Pointing data excerpts:
· · · ·

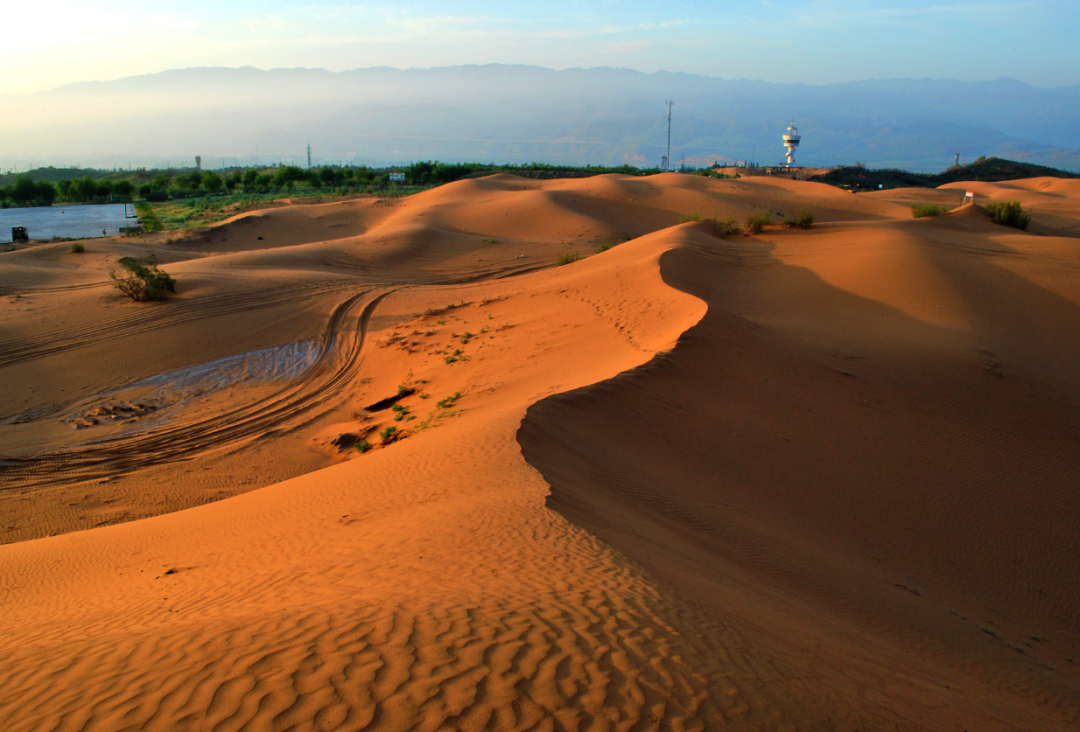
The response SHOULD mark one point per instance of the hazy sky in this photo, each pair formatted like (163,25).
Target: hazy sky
(48,43)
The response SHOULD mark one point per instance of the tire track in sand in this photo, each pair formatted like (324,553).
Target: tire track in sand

· · · ·

Reproduce every line of the entries above verbatim, leaving out the pictures.

The response SHOULD mark one point per instance of the hazy sky in this photo, each pair formatted like (163,25).
Target: hazy sky
(48,43)
The response SHOULD mark one point per instance of the tire track in sand in this photo, each pair formatted like (324,553).
Target: tire track in sand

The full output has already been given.